◆ Entries supplied
________

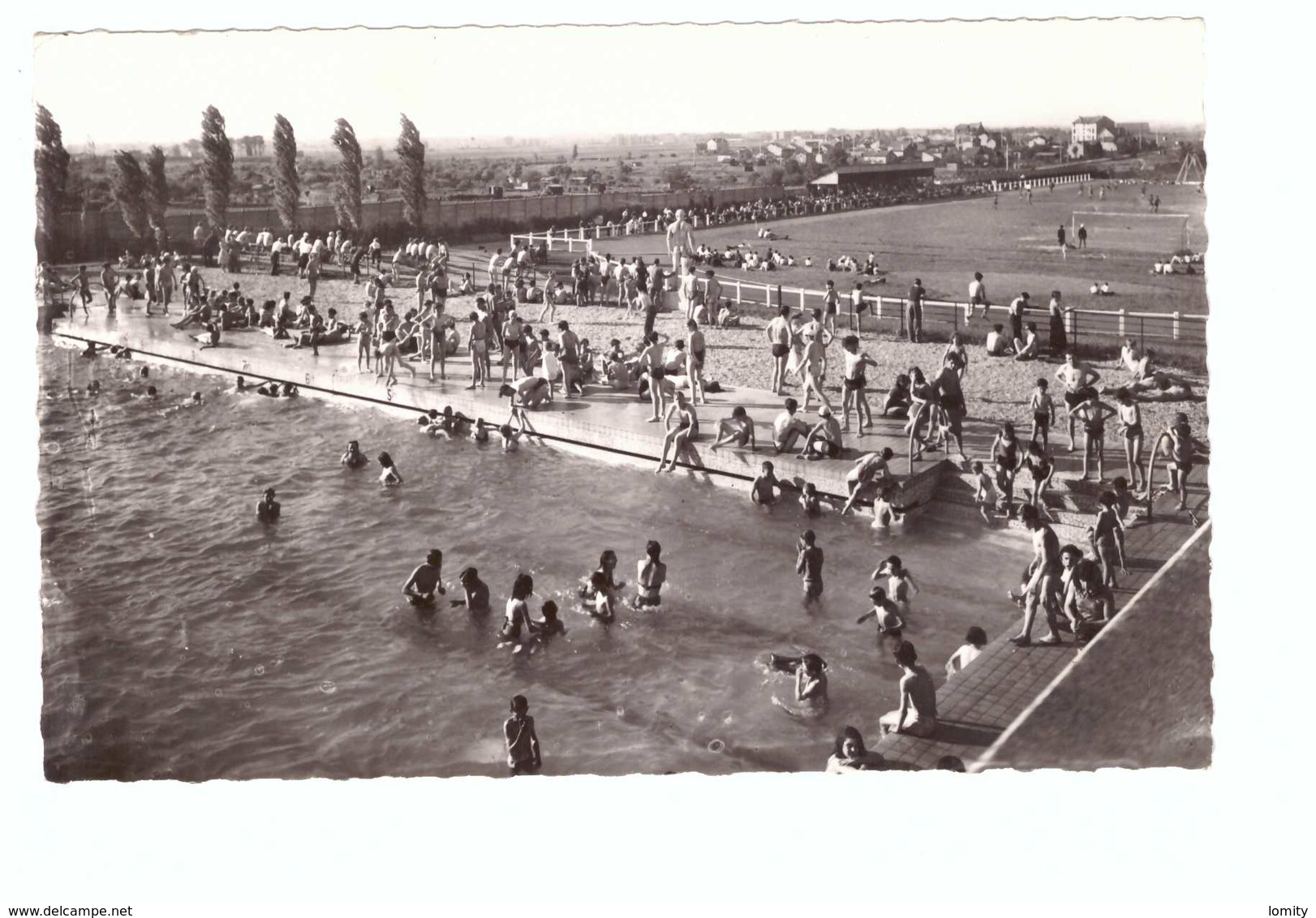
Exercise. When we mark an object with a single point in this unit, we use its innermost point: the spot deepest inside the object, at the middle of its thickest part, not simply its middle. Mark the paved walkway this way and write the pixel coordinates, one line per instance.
(1140, 696)
(978, 706)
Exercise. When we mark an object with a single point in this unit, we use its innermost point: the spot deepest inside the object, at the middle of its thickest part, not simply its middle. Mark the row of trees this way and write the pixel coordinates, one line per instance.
(142, 194)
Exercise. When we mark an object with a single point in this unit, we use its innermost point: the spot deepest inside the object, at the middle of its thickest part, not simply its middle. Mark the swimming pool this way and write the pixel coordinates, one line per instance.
(183, 639)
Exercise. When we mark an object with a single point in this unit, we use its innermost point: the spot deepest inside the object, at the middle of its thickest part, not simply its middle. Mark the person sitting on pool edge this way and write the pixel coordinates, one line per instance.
(786, 427)
(425, 581)
(824, 441)
(738, 427)
(527, 393)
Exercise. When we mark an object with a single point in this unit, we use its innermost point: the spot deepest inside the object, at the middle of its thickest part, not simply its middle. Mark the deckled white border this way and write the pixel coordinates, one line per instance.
(1222, 842)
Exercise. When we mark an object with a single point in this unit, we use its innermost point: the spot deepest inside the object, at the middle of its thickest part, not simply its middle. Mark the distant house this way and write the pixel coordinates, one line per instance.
(1089, 129)
(1082, 149)
(967, 135)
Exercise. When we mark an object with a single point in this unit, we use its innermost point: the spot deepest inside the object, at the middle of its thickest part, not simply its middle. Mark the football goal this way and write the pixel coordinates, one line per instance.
(1149, 233)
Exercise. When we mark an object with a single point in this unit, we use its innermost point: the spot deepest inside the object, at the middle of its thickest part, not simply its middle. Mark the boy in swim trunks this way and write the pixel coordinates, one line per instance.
(1040, 404)
(651, 575)
(778, 333)
(786, 427)
(808, 564)
(268, 508)
(761, 491)
(810, 500)
(425, 581)
(890, 622)
(738, 427)
(824, 441)
(854, 383)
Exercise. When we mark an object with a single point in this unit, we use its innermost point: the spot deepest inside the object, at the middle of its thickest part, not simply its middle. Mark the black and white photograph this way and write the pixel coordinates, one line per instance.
(751, 401)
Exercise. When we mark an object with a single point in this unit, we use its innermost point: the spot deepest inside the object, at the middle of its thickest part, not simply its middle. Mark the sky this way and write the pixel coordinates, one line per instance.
(602, 80)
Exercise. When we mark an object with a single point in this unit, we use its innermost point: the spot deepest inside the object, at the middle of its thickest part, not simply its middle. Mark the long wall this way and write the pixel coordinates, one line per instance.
(103, 233)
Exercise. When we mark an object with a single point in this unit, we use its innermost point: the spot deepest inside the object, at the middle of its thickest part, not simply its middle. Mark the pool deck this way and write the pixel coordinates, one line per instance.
(977, 706)
(602, 420)
(1138, 696)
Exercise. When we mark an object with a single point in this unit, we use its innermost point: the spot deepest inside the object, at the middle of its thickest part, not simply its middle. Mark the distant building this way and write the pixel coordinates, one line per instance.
(849, 178)
(967, 135)
(1089, 129)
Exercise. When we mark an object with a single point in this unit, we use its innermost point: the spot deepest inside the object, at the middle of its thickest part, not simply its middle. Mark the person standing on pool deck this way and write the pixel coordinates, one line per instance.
(914, 311)
(1078, 379)
(268, 508)
(425, 581)
(778, 334)
(977, 296)
(1016, 316)
(918, 692)
(651, 575)
(808, 564)
(681, 243)
(523, 744)
(1044, 583)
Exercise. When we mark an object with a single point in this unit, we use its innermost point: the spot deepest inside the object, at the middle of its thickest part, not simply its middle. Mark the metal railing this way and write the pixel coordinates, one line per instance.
(1174, 327)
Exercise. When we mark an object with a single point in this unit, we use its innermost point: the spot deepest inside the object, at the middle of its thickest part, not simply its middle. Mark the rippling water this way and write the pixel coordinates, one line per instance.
(184, 639)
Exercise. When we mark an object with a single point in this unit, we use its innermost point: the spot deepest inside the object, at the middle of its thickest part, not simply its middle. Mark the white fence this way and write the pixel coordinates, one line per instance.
(1078, 323)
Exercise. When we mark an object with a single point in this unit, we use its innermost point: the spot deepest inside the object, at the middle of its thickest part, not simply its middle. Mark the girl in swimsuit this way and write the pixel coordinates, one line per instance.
(1108, 538)
(1093, 414)
(1183, 448)
(1041, 470)
(518, 613)
(854, 383)
(651, 575)
(389, 476)
(899, 583)
(678, 440)
(1131, 418)
(1004, 453)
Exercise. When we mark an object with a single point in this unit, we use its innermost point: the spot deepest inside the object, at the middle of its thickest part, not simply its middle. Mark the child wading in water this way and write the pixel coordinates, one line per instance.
(808, 564)
(854, 383)
(886, 611)
(899, 581)
(523, 744)
(983, 495)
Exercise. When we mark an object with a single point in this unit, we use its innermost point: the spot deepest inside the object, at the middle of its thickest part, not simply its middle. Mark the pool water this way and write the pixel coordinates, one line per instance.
(183, 639)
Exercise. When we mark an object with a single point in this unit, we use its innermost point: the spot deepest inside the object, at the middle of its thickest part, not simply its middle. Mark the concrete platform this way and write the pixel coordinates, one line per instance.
(602, 420)
(1169, 626)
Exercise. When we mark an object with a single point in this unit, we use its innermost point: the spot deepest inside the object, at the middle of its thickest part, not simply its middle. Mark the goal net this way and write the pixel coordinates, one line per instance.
(1131, 232)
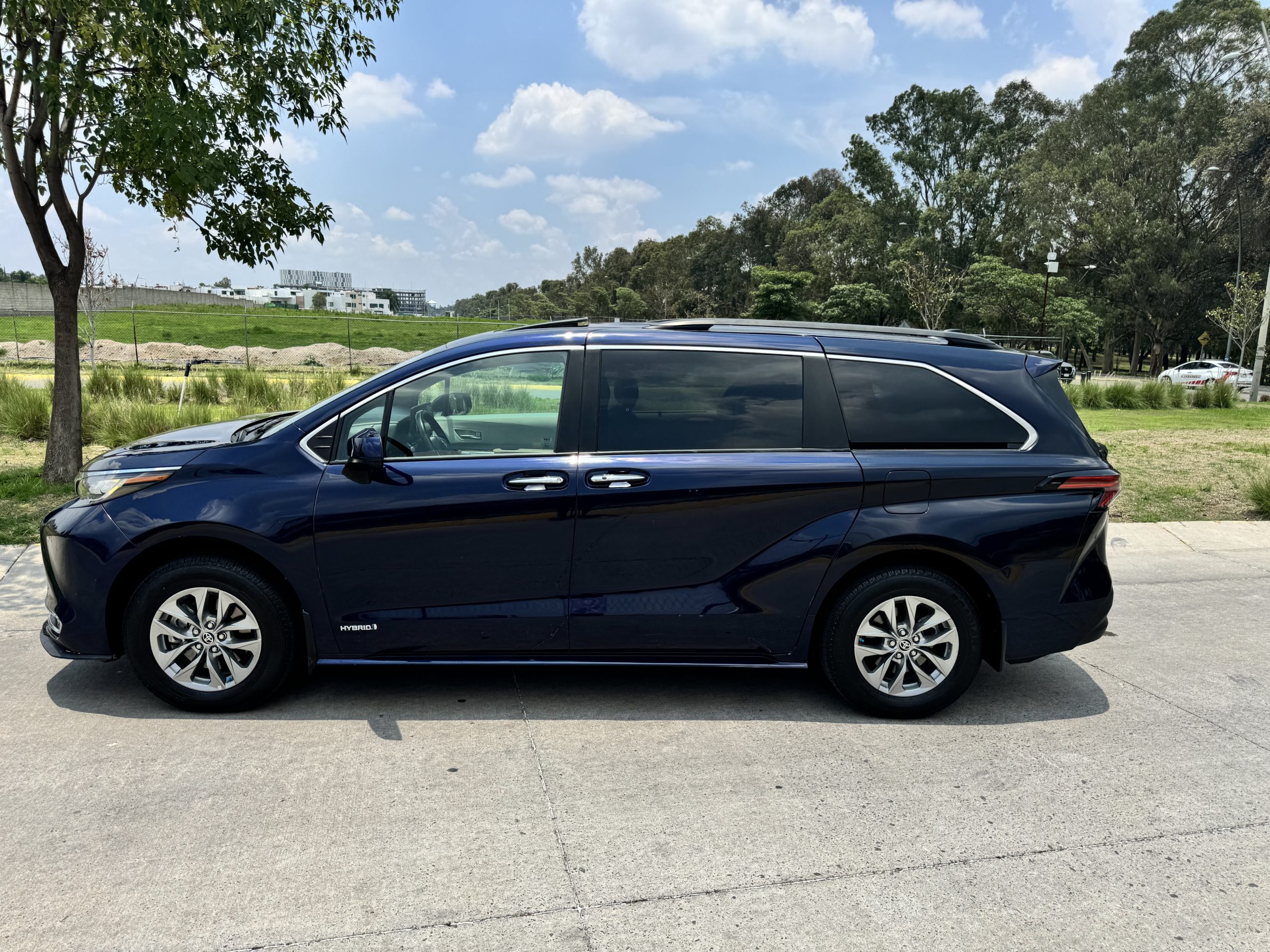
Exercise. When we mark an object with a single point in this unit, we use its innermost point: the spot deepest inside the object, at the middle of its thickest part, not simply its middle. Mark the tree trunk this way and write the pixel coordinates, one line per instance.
(65, 451)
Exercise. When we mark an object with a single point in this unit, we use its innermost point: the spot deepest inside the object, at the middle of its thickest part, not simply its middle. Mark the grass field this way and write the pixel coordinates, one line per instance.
(261, 327)
(1185, 464)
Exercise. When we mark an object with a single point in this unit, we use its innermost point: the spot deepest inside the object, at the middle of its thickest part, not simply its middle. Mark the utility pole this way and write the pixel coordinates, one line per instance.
(1260, 355)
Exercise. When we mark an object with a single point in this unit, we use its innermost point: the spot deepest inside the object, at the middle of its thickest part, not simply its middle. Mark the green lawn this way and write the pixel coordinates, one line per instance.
(24, 502)
(261, 327)
(1182, 465)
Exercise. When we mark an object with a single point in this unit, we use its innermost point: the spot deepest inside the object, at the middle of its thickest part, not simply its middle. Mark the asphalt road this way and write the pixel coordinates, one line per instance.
(1117, 797)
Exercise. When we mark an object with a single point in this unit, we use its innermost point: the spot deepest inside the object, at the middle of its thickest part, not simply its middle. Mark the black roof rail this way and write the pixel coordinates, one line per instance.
(943, 337)
(562, 323)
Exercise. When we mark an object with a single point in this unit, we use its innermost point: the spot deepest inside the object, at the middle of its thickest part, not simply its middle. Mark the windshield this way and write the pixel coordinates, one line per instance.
(282, 422)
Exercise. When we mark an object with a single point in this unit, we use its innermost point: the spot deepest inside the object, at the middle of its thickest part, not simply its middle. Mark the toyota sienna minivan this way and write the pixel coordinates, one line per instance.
(887, 506)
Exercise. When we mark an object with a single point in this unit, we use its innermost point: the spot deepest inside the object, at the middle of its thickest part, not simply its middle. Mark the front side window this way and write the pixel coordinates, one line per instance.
(685, 400)
(905, 407)
(502, 405)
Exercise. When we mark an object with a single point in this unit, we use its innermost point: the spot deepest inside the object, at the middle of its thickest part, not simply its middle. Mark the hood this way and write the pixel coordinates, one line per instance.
(172, 448)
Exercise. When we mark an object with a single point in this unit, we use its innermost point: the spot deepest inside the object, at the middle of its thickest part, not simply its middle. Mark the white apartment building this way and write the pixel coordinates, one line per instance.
(353, 301)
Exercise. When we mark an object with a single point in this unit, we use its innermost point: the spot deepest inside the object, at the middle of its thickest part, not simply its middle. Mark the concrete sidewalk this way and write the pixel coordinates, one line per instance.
(1117, 797)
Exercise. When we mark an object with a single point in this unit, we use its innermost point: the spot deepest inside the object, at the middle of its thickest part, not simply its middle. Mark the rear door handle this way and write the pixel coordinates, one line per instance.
(535, 481)
(616, 479)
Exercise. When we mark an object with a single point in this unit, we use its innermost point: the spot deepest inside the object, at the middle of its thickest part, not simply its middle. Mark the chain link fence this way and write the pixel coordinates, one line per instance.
(253, 338)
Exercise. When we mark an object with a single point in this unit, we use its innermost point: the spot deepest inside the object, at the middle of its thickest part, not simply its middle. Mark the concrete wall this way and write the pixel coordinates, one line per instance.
(36, 298)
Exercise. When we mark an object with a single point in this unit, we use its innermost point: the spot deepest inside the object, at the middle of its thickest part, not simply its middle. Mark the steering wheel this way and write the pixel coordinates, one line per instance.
(426, 424)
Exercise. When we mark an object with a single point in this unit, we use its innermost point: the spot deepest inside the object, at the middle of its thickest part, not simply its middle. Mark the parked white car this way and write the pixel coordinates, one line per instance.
(1201, 373)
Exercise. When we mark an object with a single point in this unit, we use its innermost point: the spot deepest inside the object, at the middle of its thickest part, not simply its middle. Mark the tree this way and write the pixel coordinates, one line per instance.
(855, 304)
(1241, 319)
(175, 106)
(780, 295)
(631, 306)
(930, 287)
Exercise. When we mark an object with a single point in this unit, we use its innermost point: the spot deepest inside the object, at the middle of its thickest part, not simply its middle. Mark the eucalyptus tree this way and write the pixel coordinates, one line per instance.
(178, 106)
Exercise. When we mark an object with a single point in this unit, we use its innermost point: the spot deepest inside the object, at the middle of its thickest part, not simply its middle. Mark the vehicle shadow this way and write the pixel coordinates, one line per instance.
(1052, 688)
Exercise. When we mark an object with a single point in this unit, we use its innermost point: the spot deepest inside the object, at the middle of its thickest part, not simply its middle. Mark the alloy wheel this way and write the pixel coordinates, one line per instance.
(205, 639)
(906, 647)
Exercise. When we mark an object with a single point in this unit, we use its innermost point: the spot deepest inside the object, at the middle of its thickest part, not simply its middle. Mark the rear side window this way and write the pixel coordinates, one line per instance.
(699, 400)
(903, 407)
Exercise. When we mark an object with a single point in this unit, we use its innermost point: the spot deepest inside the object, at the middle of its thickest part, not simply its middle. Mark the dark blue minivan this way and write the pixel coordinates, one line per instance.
(888, 506)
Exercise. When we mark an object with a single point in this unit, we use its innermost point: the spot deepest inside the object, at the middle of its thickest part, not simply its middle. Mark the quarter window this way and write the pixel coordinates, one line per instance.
(684, 400)
(903, 407)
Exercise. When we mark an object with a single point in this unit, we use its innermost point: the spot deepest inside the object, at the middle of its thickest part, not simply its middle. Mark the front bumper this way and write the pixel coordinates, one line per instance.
(58, 651)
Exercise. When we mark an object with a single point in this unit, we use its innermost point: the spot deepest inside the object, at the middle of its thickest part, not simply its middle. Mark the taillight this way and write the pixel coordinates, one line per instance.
(1109, 486)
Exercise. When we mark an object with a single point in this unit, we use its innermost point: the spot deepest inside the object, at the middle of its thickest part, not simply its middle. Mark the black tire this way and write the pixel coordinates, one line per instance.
(278, 638)
(837, 644)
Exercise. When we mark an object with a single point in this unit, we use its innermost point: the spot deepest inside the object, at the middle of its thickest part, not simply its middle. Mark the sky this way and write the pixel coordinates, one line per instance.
(491, 141)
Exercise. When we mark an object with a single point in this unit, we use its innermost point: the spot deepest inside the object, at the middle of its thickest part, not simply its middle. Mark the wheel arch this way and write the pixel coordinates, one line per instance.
(186, 545)
(939, 560)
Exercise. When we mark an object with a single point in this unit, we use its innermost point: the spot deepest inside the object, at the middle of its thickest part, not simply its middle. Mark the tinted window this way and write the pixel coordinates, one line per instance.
(901, 407)
(699, 400)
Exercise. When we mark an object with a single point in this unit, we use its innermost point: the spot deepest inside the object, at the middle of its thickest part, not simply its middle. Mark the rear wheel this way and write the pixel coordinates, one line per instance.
(902, 643)
(207, 634)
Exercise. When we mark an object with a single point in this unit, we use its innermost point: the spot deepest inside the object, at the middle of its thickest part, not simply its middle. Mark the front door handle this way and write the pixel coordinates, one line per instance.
(616, 479)
(535, 481)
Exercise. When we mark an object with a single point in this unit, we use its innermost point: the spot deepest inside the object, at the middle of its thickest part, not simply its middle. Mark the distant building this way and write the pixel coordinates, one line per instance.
(324, 281)
(412, 301)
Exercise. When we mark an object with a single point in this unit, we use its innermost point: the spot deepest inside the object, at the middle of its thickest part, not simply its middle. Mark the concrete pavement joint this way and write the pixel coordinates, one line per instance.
(776, 884)
(1174, 704)
(552, 813)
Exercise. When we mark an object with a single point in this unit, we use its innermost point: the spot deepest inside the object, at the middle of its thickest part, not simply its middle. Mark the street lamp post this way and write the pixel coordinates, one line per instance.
(1051, 268)
(1239, 258)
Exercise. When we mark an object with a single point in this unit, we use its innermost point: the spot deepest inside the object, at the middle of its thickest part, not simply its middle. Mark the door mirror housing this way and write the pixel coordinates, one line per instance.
(365, 456)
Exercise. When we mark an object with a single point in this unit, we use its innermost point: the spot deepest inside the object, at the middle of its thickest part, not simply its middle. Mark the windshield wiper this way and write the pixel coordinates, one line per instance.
(253, 429)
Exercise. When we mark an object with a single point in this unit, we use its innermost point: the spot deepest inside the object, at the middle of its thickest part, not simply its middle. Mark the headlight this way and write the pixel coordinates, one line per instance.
(110, 484)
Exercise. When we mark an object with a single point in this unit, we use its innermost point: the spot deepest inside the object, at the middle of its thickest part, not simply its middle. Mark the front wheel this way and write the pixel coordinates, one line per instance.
(210, 635)
(902, 643)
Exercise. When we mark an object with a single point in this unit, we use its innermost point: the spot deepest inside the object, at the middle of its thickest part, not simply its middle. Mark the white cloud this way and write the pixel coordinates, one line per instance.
(944, 18)
(296, 150)
(522, 223)
(607, 207)
(647, 39)
(348, 212)
(559, 122)
(513, 176)
(439, 91)
(457, 237)
(1060, 76)
(370, 99)
(1105, 26)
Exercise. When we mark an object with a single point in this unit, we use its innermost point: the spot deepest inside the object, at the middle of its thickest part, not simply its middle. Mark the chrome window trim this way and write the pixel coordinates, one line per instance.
(1032, 431)
(706, 347)
(377, 395)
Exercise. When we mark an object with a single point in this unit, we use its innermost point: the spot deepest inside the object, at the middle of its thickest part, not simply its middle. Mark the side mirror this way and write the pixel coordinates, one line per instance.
(365, 456)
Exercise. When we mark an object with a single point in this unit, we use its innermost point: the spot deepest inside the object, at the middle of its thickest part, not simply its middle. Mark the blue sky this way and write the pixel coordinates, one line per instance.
(491, 141)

________

Write out exactly each line of the entries, starting at the one containing "Mark the blue" and finishing with the last line.

Exercise. When we mark an object with a single point in this unit, we use its innermost point: the spot deepest inside the object, at the middle of its thickest part, not simply its middle. Mark the blue sky this way and write the pixel coordinates, one line per instance.
(491, 141)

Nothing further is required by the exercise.